■ **SET TASKS**
**A)** Copy a passage from the email verbatim, beginning at the words "There I have" and stopping after "of physical memory.".
**B)** Identify each line in the rows that contains the word "floor", treating uppercase and lowercase as different, and copy those lines.

+++ SOURCE TEXT

The problem statement is more clearer now (thanks for detailing the
environment in your last email).

I think I understand the issue with 'memstart_addr' being 0 and it is
part of a few KASLR (although a few of them are valid for non-KASLR
case as well) related queries that I have recently asked arm64 kernel
maintainers upstream (please see [1] for details).

There I have asked the maintainers about their views regarding whether
we should update the user-space tools which use the memblocks listed
in '/proc/iomem' to obtain the value of PHY_OFFSET (by reading the
base of the 1st memblock) and read the value of 'memstart_addr'
somehow in user-space to get the PHY_OFFSET, or should the change be
done at the kernel end to calculate 'memstart_addr' as:

        /*
         * Select a suitable value for the base of physical memory.
         */
        memstart_addr = round_down(memblock_start_of_DRAM(),
                                   ARM64_MEMSTART_ALIGN);
        if (memstart_addr)
                memstart_addr = memblock_start_of_DRAM();

Let's wait for an update from the ARM64 kernel maintainers, because I
think this change might be needed in other user-space tools (if we
decide to make the change in the user-space side) e.g. makedumpfile in
addition to kexec-tools to correctly handle this unique use-case where
we have value of memblock_start_of_DRAM() < ARM64_MEMSTART_ALIGN

[1] https://www.spinics.net/lists/arm-kernel/msg655933.html

Thanks,
Bhupesh


>
>> -----Original Message-----
>> From: Bhupesh Sharma [mailto:[email protected]]
>> Sent: 2018年5月30日 23:56
>> To: Jin, Yanjiang <[email protected]>; Pratyush Anand
>> <[email protected]>
>> Cc: [email protected]; [email protected]; [email protected];
>> Zheng, Joey <[email protected]>
>> Subject: [此邮件可能存在风险] Re: [PATCH] arm64: update PHYS_OFFSET to
>> conform to kernel
>>
>> On 05/30/2018 03:50 PM, Jin, Yanjiang wrote:
>> >
>> >
>> >> -----Original Message-----
>> >> From: Bhupesh Sharma [mailto:[email protected]]
>> >> Sent: 2018年5月30日 16:39
>> >> To: Jin, Yanjiang <[email protected]>; Pratyush Anand
>> >> <[email protected]>
>> >> Cc: [email protected]; [email protected];
>> >> [email protected]; Zheng, Joey <[email protected]>
>> >> Subject: Re: [PATCH] arm64: update PHYS_OFFSET to conform to kernel
>> >>
>> >> Hi Yanjiang,
>> >>
>> >> On 05/30/2018 01:09 PM, Jin, Yanjiang wrote:
>> >>>
>> >>>
>> >>>> -----Original Message-----
>> >>>> From: Pratyush Anand [mailto:[email protected]]
>> >>>> Sent: 2018年5月30日 12:16
>> >>>> To: Jin, Yanjiang <[email protected]>
>> >>>> Cc: [email protected]; [email protected];
>> >>>> [email protected]
>> >>>> Subject: Re: [PATCH] arm64: update PHYS_OFFSET to conform to kernel
>> >>>>
>> >>>> Hi Yanjiang,
>> >>>>
>> >>>> On Wed, May 30, 2018 at 8:33 AM, Jin, Yanjiang
>> >>>> <[email protected]>
>> >>>> wrote:
>> >>>>> Hi Pratyush,
>> >>>>>
>> >>>>> Thanks for your help! but please see my reply inline.

++++++
+++ INFORMATION GIVEN

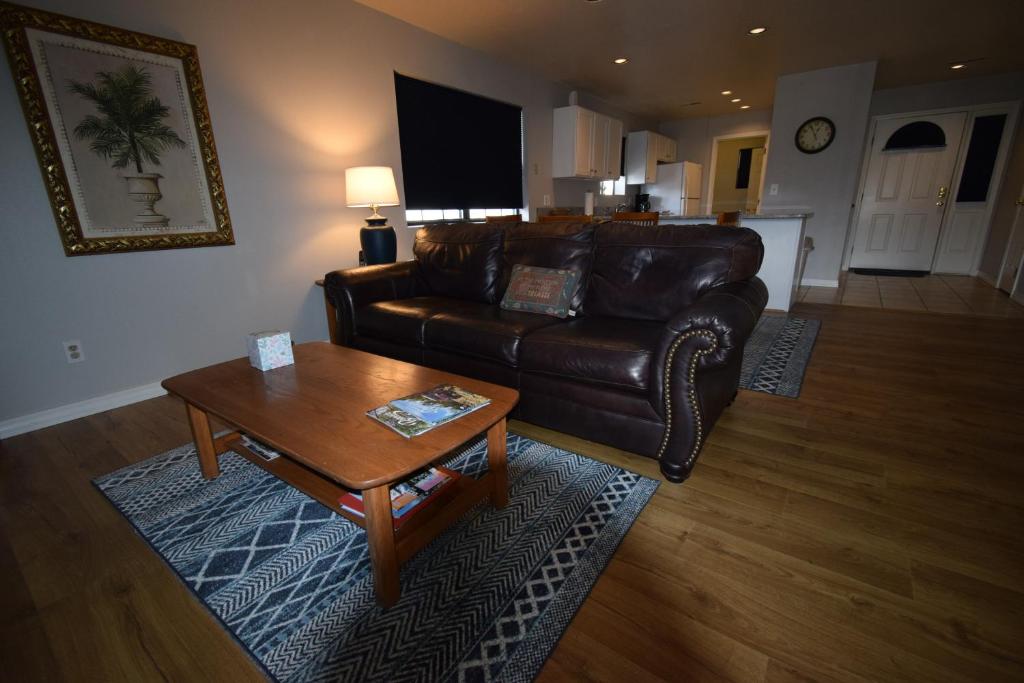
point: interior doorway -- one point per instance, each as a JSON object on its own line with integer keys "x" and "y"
{"x": 736, "y": 174}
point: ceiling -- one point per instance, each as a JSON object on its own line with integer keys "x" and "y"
{"x": 685, "y": 51}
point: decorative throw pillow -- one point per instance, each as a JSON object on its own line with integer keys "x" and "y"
{"x": 537, "y": 290}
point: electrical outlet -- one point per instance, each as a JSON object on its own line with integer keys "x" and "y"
{"x": 73, "y": 349}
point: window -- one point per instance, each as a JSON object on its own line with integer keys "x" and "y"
{"x": 916, "y": 135}
{"x": 459, "y": 152}
{"x": 419, "y": 216}
{"x": 981, "y": 153}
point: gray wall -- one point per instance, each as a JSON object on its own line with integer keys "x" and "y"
{"x": 965, "y": 92}
{"x": 694, "y": 137}
{"x": 296, "y": 96}
{"x": 825, "y": 182}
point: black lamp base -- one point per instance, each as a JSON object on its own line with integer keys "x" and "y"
{"x": 379, "y": 244}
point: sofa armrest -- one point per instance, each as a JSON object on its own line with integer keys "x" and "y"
{"x": 697, "y": 369}
{"x": 352, "y": 289}
{"x": 730, "y": 311}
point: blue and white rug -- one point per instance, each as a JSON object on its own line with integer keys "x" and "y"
{"x": 776, "y": 354}
{"x": 487, "y": 600}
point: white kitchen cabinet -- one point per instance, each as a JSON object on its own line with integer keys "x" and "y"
{"x": 644, "y": 151}
{"x": 613, "y": 157}
{"x": 586, "y": 144}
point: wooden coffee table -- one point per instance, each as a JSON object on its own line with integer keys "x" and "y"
{"x": 313, "y": 413}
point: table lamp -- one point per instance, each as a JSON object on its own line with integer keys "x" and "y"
{"x": 374, "y": 186}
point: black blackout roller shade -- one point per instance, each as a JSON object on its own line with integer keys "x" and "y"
{"x": 459, "y": 151}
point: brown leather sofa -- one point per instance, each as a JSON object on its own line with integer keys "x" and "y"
{"x": 647, "y": 365}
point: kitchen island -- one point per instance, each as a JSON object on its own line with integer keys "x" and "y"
{"x": 782, "y": 235}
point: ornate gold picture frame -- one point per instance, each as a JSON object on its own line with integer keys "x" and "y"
{"x": 122, "y": 131}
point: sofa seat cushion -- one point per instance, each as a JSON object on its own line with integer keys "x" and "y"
{"x": 484, "y": 332}
{"x": 401, "y": 319}
{"x": 603, "y": 350}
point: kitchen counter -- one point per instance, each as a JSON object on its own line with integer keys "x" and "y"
{"x": 755, "y": 216}
{"x": 782, "y": 236}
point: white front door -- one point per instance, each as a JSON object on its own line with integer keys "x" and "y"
{"x": 905, "y": 196}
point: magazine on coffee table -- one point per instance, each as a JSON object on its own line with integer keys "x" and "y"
{"x": 419, "y": 413}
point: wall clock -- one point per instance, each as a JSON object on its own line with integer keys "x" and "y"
{"x": 815, "y": 134}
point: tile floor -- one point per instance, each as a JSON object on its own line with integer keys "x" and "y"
{"x": 939, "y": 294}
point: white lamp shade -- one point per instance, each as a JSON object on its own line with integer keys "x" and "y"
{"x": 370, "y": 185}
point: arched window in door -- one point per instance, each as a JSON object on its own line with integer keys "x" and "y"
{"x": 916, "y": 135}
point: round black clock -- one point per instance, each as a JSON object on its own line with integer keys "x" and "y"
{"x": 815, "y": 134}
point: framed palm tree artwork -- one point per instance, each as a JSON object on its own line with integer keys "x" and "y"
{"x": 122, "y": 130}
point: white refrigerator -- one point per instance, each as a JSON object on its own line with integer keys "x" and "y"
{"x": 676, "y": 188}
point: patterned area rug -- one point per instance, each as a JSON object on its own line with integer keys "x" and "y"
{"x": 290, "y": 580}
{"x": 776, "y": 354}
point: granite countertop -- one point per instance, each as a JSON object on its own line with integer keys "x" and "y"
{"x": 760, "y": 216}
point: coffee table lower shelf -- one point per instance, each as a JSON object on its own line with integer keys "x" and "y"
{"x": 388, "y": 547}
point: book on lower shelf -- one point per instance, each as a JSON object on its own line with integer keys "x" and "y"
{"x": 407, "y": 497}
{"x": 419, "y": 413}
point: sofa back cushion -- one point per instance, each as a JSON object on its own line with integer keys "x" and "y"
{"x": 563, "y": 246}
{"x": 461, "y": 260}
{"x": 650, "y": 273}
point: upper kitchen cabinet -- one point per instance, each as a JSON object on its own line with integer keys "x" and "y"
{"x": 644, "y": 151}
{"x": 587, "y": 144}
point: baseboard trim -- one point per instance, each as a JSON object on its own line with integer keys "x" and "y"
{"x": 813, "y": 282}
{"x": 55, "y": 416}
{"x": 985, "y": 278}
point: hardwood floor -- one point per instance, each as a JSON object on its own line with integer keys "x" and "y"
{"x": 938, "y": 294}
{"x": 868, "y": 530}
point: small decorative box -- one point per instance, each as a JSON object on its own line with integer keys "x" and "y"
{"x": 269, "y": 349}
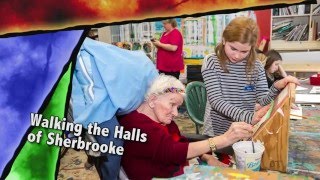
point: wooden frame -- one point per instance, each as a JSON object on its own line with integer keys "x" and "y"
{"x": 273, "y": 132}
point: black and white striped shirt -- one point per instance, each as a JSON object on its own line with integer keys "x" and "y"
{"x": 230, "y": 95}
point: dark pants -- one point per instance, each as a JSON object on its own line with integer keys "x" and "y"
{"x": 109, "y": 164}
{"x": 174, "y": 74}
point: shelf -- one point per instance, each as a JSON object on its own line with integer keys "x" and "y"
{"x": 282, "y": 45}
{"x": 292, "y": 16}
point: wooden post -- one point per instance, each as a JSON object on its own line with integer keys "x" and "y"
{"x": 273, "y": 133}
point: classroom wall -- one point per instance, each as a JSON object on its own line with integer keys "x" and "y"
{"x": 312, "y": 57}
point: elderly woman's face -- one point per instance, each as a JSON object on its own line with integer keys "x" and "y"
{"x": 166, "y": 107}
{"x": 167, "y": 26}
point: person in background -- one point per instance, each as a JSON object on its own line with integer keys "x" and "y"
{"x": 261, "y": 56}
{"x": 170, "y": 45}
{"x": 273, "y": 68}
{"x": 235, "y": 81}
{"x": 164, "y": 152}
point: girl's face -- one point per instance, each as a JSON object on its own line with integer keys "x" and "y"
{"x": 236, "y": 51}
{"x": 274, "y": 67}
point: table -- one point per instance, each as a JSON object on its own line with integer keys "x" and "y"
{"x": 210, "y": 172}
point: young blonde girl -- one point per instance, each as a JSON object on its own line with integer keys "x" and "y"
{"x": 235, "y": 80}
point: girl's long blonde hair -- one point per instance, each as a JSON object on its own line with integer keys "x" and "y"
{"x": 243, "y": 30}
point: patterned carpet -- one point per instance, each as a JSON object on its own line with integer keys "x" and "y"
{"x": 72, "y": 165}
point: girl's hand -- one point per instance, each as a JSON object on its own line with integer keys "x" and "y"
{"x": 259, "y": 114}
{"x": 283, "y": 82}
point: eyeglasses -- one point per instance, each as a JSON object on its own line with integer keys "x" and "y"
{"x": 173, "y": 90}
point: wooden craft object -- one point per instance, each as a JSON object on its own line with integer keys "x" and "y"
{"x": 273, "y": 133}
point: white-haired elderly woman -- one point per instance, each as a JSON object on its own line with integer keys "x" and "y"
{"x": 165, "y": 151}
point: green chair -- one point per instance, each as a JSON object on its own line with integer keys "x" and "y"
{"x": 196, "y": 99}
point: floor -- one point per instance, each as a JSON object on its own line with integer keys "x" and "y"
{"x": 72, "y": 165}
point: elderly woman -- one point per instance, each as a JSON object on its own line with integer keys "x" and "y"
{"x": 166, "y": 152}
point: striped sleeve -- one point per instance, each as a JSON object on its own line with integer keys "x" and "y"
{"x": 264, "y": 95}
{"x": 215, "y": 98}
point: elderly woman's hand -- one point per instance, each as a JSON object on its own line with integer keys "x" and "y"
{"x": 283, "y": 82}
{"x": 237, "y": 131}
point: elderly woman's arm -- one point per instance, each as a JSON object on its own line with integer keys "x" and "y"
{"x": 237, "y": 131}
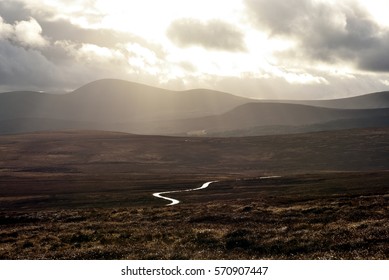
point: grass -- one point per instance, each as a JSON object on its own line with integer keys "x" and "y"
{"x": 290, "y": 222}
{"x": 88, "y": 195}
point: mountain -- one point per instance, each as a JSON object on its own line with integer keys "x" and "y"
{"x": 117, "y": 105}
{"x": 368, "y": 101}
{"x": 273, "y": 118}
{"x": 111, "y": 101}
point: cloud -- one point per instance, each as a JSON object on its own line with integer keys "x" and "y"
{"x": 325, "y": 31}
{"x": 213, "y": 34}
{"x": 26, "y": 33}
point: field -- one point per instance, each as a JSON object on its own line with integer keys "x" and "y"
{"x": 88, "y": 195}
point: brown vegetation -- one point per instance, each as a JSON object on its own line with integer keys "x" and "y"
{"x": 89, "y": 196}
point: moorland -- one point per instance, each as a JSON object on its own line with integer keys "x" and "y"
{"x": 294, "y": 179}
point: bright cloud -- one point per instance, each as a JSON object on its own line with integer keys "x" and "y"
{"x": 256, "y": 48}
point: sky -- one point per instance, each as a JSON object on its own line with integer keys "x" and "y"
{"x": 295, "y": 49}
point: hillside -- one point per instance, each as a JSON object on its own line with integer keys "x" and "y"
{"x": 112, "y": 101}
{"x": 259, "y": 117}
{"x": 101, "y": 153}
{"x": 366, "y": 101}
{"x": 116, "y": 105}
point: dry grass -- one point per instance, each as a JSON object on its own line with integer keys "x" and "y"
{"x": 284, "y": 220}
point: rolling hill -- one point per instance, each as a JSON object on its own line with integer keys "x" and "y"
{"x": 367, "y": 101}
{"x": 116, "y": 105}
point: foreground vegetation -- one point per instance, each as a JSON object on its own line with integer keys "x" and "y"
{"x": 316, "y": 216}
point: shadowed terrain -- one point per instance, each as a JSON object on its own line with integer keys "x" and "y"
{"x": 88, "y": 195}
{"x": 116, "y": 105}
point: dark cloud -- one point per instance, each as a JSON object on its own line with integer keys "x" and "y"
{"x": 325, "y": 31}
{"x": 213, "y": 34}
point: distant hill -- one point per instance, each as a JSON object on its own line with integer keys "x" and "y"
{"x": 281, "y": 118}
{"x": 368, "y": 101}
{"x": 112, "y": 101}
{"x": 117, "y": 105}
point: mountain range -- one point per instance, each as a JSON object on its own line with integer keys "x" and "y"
{"x": 117, "y": 105}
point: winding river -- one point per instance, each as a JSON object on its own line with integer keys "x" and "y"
{"x": 205, "y": 185}
{"x": 175, "y": 201}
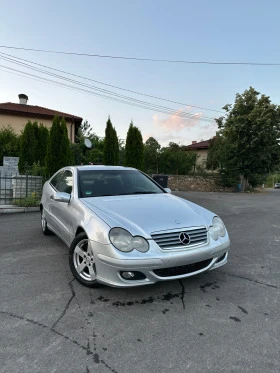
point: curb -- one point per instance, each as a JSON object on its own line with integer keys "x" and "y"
{"x": 10, "y": 209}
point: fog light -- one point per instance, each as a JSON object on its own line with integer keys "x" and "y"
{"x": 127, "y": 275}
{"x": 132, "y": 276}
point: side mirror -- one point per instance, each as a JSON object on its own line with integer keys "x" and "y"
{"x": 61, "y": 197}
{"x": 168, "y": 190}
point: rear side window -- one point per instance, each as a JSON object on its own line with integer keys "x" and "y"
{"x": 55, "y": 180}
{"x": 63, "y": 181}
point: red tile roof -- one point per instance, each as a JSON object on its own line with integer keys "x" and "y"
{"x": 21, "y": 109}
{"x": 199, "y": 145}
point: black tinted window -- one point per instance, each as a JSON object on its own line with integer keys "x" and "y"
{"x": 65, "y": 184}
{"x": 115, "y": 182}
{"x": 63, "y": 181}
{"x": 55, "y": 180}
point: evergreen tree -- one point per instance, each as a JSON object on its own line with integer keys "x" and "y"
{"x": 58, "y": 150}
{"x": 28, "y": 147}
{"x": 111, "y": 145}
{"x": 43, "y": 136}
{"x": 134, "y": 148}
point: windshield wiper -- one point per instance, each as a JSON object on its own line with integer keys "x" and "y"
{"x": 146, "y": 192}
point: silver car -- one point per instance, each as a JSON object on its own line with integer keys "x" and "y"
{"x": 123, "y": 229}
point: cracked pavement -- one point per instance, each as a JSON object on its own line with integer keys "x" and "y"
{"x": 224, "y": 321}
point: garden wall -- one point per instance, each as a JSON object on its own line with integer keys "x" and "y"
{"x": 195, "y": 183}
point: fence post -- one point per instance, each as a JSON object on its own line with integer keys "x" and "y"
{"x": 26, "y": 186}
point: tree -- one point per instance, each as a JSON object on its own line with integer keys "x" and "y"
{"x": 151, "y": 155}
{"x": 82, "y": 154}
{"x": 134, "y": 148}
{"x": 28, "y": 147}
{"x": 43, "y": 136}
{"x": 111, "y": 145}
{"x": 9, "y": 143}
{"x": 250, "y": 132}
{"x": 58, "y": 150}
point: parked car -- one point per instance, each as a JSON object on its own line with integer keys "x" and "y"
{"x": 123, "y": 229}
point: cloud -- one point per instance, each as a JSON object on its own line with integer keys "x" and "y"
{"x": 175, "y": 122}
{"x": 181, "y": 130}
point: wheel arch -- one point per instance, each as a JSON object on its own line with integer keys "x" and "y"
{"x": 80, "y": 230}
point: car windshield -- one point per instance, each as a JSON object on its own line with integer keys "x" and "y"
{"x": 98, "y": 183}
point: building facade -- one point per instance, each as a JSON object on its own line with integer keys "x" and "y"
{"x": 17, "y": 115}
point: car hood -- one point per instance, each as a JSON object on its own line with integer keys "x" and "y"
{"x": 144, "y": 214}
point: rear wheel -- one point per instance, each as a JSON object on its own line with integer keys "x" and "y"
{"x": 82, "y": 261}
{"x": 44, "y": 223}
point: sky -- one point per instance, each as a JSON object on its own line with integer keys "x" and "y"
{"x": 194, "y": 30}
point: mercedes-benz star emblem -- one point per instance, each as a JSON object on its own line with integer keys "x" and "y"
{"x": 184, "y": 238}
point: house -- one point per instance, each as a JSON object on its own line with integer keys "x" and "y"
{"x": 201, "y": 149}
{"x": 17, "y": 115}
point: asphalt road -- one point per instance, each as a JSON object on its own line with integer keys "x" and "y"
{"x": 227, "y": 320}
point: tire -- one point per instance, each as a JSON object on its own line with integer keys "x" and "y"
{"x": 82, "y": 261}
{"x": 44, "y": 224}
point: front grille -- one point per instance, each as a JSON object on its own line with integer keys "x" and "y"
{"x": 221, "y": 258}
{"x": 182, "y": 270}
{"x": 170, "y": 240}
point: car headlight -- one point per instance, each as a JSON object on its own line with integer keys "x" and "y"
{"x": 124, "y": 241}
{"x": 217, "y": 229}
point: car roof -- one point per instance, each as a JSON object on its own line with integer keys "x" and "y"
{"x": 102, "y": 168}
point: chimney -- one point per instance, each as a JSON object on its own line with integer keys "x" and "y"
{"x": 23, "y": 99}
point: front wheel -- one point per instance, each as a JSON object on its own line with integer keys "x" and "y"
{"x": 82, "y": 262}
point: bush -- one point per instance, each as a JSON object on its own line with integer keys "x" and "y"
{"x": 31, "y": 201}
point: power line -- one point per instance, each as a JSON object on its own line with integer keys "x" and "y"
{"x": 110, "y": 93}
{"x": 110, "y": 85}
{"x": 156, "y": 107}
{"x": 141, "y": 59}
{"x": 147, "y": 106}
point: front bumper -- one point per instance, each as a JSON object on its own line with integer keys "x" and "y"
{"x": 157, "y": 265}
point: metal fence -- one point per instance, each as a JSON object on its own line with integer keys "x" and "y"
{"x": 19, "y": 187}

++++++

■ **ANSWERS BY TASK**
**A)**
There I have asked the maintainers about their views regarding whether
we should update the user-space tools which use the memblocks listed
in '/proc/iomem' to obtain the value of PHY_OFFSET (by reading the
base of the 1st memblock) and read the value of 'memstart_addr'
somehow in user-space to get the PHY_OFFSET, or should the change be
done at the kernel end to calculate 'memstart_addr' as:

        /*
         * Select a suitable value for the base of physical memory.

**B)**
point: tile floor -- one point per instance, each as a JSON object on its own line with integer keys "x" and "y"
point: hardwood floor -- one point per instance, each as a JSON object on its own line with integer keys "x" and "y"
point: floor -- one point per instance, each as a JSON object on its own line with integer keys "x" and "y"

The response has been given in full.